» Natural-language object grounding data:
<<<<

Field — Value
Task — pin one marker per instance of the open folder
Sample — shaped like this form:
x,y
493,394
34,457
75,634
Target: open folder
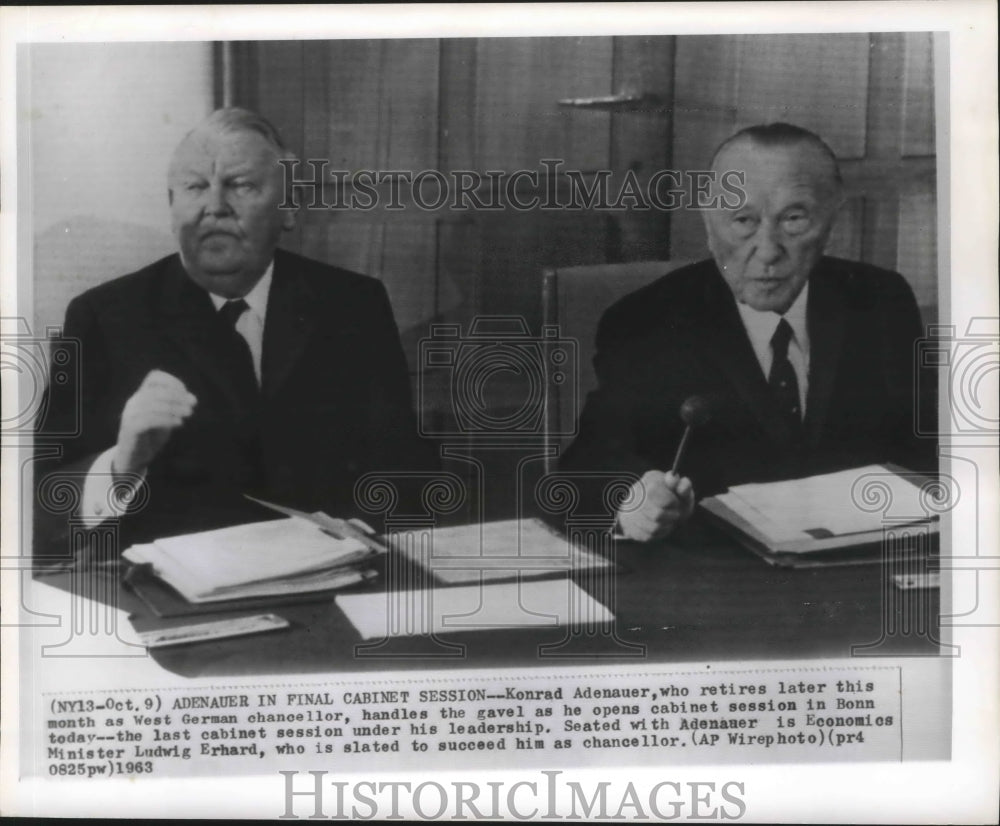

>>>>

» Exercise details:
Transcribe the records above exactly, leaving every picture out of the copy.

» Exercise output:
Field — Value
Task — pin one marker per instance of the open folder
Sample — shaped like this form:
x,y
493,394
34,457
75,634
Target: open folder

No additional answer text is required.